(Source data)
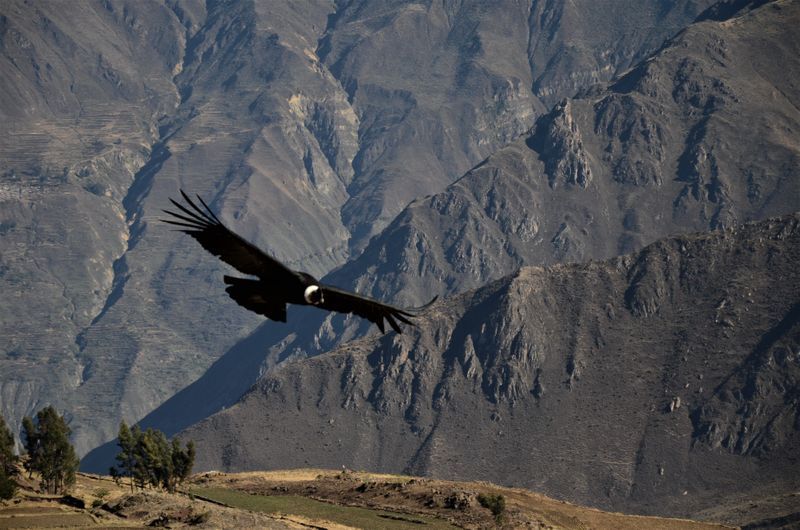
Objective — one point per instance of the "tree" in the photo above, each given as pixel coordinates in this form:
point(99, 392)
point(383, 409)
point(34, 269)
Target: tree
point(182, 461)
point(127, 455)
point(8, 462)
point(49, 451)
point(148, 458)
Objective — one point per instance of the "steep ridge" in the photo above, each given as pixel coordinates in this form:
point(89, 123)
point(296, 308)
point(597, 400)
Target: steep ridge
point(81, 94)
point(661, 382)
point(300, 117)
point(659, 151)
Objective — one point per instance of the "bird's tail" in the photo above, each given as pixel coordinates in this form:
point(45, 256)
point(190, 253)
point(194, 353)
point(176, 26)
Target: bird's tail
point(250, 294)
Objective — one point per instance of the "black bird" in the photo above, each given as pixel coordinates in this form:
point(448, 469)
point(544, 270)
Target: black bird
point(277, 285)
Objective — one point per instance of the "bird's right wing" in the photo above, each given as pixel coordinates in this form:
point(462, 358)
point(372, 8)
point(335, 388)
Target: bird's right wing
point(209, 231)
point(335, 299)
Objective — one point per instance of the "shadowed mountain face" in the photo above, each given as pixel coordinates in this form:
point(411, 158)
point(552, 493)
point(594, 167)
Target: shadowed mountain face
point(664, 381)
point(699, 136)
point(309, 126)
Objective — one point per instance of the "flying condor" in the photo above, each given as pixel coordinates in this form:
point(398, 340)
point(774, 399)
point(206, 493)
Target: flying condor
point(277, 285)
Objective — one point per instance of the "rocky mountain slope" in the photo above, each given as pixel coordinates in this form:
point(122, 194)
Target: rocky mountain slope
point(664, 381)
point(319, 120)
point(660, 151)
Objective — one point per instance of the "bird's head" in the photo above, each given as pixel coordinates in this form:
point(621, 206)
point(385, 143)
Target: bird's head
point(313, 295)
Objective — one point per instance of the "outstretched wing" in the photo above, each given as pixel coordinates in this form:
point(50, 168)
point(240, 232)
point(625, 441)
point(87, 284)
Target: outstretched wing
point(335, 299)
point(226, 245)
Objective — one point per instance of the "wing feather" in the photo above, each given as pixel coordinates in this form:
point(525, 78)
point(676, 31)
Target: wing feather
point(335, 299)
point(231, 248)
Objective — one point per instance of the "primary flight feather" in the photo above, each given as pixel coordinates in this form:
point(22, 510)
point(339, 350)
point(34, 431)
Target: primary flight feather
point(277, 285)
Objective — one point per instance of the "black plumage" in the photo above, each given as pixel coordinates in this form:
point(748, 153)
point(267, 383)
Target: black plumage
point(276, 285)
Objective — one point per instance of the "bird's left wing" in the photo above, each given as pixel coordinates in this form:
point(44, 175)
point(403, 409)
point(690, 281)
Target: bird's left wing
point(335, 299)
point(226, 245)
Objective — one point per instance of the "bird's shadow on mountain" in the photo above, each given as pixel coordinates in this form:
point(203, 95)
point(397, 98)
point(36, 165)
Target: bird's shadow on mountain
point(220, 386)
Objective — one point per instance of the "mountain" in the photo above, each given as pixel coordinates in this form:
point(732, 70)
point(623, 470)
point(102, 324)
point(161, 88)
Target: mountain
point(699, 136)
point(308, 126)
point(660, 382)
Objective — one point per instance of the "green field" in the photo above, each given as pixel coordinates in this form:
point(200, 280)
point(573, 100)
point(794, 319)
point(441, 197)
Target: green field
point(313, 509)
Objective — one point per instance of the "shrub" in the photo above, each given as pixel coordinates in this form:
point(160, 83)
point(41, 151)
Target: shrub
point(494, 503)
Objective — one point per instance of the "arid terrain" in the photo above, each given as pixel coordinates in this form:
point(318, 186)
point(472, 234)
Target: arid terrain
point(309, 498)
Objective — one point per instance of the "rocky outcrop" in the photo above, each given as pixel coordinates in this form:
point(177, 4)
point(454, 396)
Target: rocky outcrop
point(624, 384)
point(320, 121)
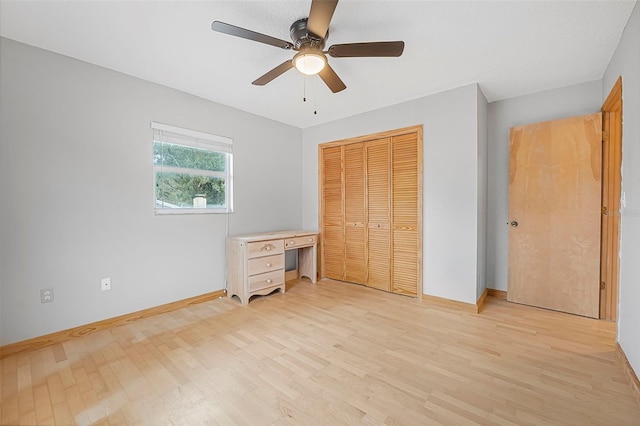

(Set task) Pull out every line of the records above that contains the word "primary".

(Solved exercise)
Objective — one point per instance of the "primary flight feather" in the photo above, each given as pixel coordinates in this form:
Target: primary flight feather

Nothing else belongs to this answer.